→ TASK:
Return every line of the rows below, unchanged, from the line containing "point: upholstered ottoman" down to the end of the rows, with both of those end lines included.

* Begin *

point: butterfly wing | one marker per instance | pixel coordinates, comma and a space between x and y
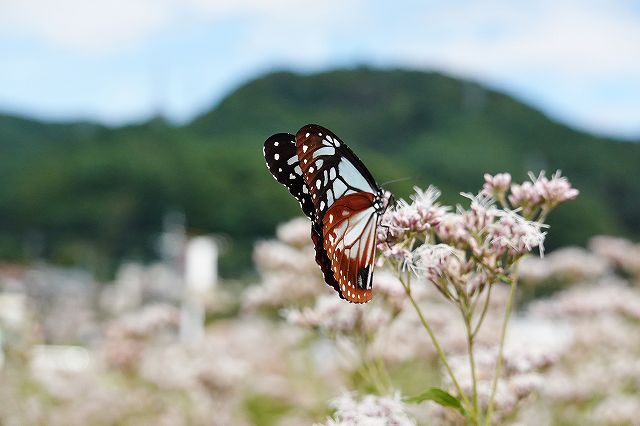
350, 230
346, 200
282, 161
330, 169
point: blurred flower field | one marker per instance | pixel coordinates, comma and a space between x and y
287, 351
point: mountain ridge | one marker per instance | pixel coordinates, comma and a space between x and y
94, 192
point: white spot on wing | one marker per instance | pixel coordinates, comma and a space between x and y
351, 175
328, 150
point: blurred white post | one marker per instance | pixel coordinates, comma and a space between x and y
201, 275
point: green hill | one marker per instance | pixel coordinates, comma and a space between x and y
85, 193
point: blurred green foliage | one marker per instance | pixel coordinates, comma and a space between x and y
83, 193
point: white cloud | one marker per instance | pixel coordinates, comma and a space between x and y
84, 25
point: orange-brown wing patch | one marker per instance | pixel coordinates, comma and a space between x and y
349, 229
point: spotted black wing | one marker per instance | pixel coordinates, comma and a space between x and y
282, 160
347, 203
329, 168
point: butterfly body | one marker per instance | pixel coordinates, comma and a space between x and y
340, 197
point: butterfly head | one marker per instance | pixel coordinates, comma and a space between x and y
384, 200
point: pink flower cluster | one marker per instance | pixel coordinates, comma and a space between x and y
539, 193
460, 250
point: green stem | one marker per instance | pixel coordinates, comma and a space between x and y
472, 364
494, 385
441, 354
485, 308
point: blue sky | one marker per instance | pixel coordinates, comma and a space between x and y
121, 61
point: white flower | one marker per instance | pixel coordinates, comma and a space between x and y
517, 233
556, 190
496, 186
429, 261
370, 411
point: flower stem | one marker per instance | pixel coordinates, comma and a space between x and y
472, 364
484, 311
494, 385
441, 353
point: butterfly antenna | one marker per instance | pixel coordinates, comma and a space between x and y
382, 185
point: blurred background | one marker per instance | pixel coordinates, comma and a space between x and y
131, 166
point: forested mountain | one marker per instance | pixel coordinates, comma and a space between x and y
84, 193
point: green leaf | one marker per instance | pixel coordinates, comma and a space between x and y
439, 396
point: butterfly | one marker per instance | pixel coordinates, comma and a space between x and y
340, 197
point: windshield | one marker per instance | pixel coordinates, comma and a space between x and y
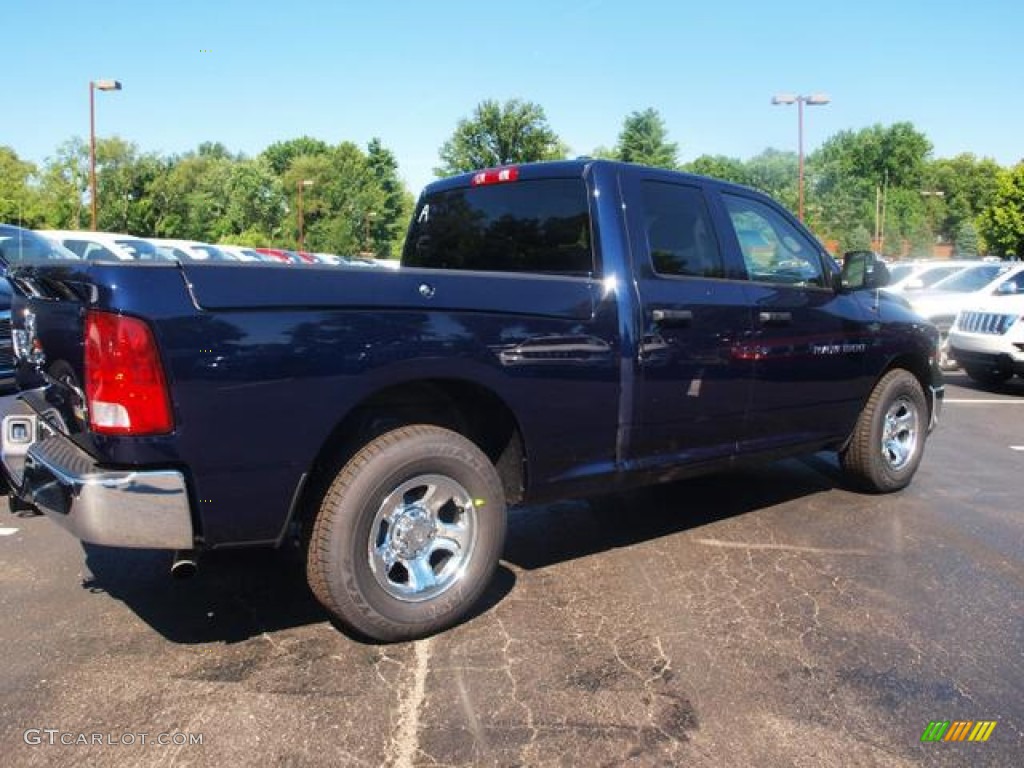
211, 252
972, 279
898, 272
17, 245
139, 249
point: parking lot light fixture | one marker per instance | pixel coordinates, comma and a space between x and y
94, 85
302, 183
814, 99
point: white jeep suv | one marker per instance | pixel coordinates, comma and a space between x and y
987, 337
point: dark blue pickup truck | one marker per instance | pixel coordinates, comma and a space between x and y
555, 330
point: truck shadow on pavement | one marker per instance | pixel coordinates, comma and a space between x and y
236, 595
540, 537
240, 594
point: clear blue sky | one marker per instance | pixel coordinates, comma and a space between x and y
408, 72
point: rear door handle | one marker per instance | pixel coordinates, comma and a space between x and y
775, 318
672, 317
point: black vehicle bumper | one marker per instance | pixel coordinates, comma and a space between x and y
993, 360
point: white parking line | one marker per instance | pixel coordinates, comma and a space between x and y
981, 401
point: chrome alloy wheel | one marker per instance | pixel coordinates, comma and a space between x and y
900, 432
422, 538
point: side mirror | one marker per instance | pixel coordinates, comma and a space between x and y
1008, 288
863, 270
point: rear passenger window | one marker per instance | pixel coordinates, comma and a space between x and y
680, 239
539, 225
773, 249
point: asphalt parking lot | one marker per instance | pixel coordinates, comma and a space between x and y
764, 617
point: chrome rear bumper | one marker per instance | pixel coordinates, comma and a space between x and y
114, 507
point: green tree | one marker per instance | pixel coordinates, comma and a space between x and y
1001, 223
497, 134
775, 173
190, 200
65, 185
387, 228
644, 139
18, 201
255, 202
968, 185
124, 179
721, 167
282, 154
849, 170
858, 240
341, 206
967, 241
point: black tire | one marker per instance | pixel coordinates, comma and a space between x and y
888, 440
988, 376
382, 527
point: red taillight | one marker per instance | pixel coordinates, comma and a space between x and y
496, 176
124, 381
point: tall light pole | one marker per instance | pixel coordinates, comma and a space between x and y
814, 99
298, 212
94, 85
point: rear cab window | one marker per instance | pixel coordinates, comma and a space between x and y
680, 236
774, 250
538, 225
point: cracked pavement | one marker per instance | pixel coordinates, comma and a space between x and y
764, 617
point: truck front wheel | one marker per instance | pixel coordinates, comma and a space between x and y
409, 535
888, 440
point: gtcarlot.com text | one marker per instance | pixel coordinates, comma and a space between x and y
54, 736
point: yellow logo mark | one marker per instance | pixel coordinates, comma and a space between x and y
958, 730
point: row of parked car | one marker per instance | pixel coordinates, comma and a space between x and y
942, 291
116, 246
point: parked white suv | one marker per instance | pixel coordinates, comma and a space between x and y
987, 338
103, 246
940, 303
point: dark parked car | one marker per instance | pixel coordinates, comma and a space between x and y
18, 245
556, 330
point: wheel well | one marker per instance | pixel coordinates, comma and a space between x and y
922, 371
463, 407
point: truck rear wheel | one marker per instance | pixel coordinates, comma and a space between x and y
888, 440
409, 535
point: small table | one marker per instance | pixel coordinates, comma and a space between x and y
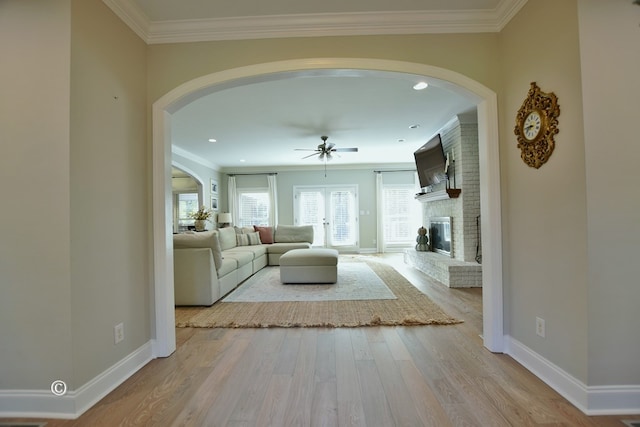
315, 265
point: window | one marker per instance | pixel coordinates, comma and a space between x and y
331, 210
253, 207
186, 204
401, 213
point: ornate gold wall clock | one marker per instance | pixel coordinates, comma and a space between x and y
536, 125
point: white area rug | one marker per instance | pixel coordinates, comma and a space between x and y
356, 281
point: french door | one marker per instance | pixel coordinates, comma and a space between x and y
333, 212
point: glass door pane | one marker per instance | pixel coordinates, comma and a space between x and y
343, 224
333, 213
310, 211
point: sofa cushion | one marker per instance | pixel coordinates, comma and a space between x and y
293, 233
266, 234
243, 230
280, 248
248, 239
227, 238
205, 239
241, 258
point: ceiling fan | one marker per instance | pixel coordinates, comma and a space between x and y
325, 150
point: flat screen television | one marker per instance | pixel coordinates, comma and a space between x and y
431, 163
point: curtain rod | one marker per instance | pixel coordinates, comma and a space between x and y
396, 170
257, 173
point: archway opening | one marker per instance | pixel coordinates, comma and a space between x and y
486, 104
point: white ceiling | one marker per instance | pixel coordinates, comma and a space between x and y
262, 124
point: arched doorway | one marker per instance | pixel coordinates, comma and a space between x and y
164, 322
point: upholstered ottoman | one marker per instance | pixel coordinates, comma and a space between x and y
309, 266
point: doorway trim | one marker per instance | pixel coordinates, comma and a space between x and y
163, 320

* End *

→ ANSWER:
point: upholstered ottoman | one marker per instance | pixel coordinates, comma and a space between x and y
309, 266
point: doorway trim | one marker per instance | pixel coordinates, comma and a space between x and y
163, 320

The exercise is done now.